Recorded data
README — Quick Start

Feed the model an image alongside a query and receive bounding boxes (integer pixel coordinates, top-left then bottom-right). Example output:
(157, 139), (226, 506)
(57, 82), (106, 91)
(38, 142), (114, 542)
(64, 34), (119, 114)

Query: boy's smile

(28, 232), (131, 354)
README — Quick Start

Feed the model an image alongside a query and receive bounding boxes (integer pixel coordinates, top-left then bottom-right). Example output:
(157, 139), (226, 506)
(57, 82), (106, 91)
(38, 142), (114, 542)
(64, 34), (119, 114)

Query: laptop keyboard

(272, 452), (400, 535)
--
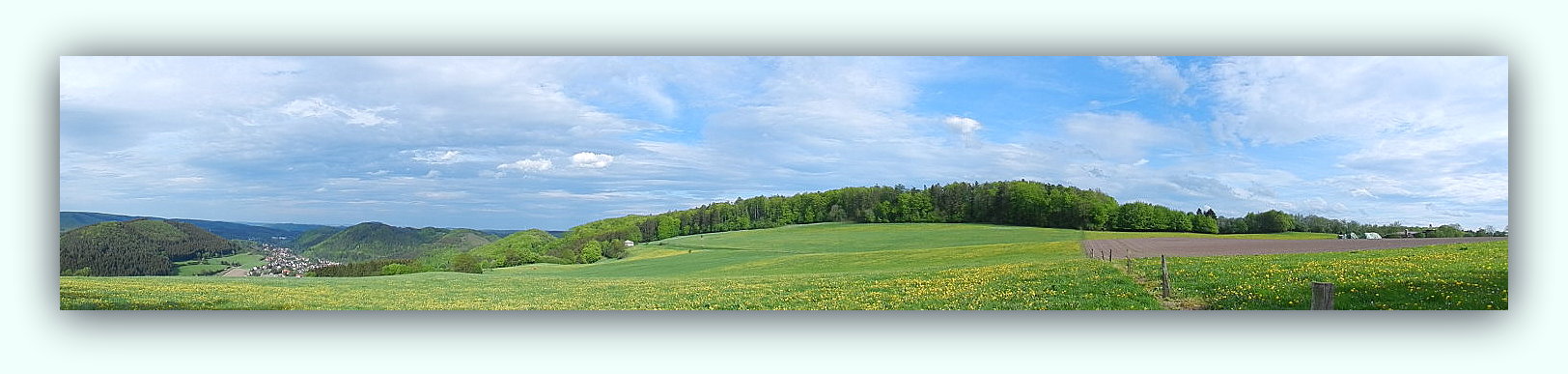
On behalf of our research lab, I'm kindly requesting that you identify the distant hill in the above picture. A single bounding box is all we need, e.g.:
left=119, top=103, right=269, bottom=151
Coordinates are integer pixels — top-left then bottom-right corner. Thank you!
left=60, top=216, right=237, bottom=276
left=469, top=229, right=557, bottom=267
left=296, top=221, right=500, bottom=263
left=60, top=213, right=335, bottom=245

_PROBLEM_
Convert the rows from the line with "On behalf of" to the line with "Coordinates are integer" into a numbered list, leaving out any blank lines.

_ANSWER TO THIS PROBLEM_
1. On behalf of our research lab, I'm kindly requesting that you identify the distant hill in the above picture. A single bounding box is all we need, e.g.:
2. left=119, top=103, right=269, bottom=151
3. Coordinates are integer pixels — top-left then bottom-right corner. Thank you!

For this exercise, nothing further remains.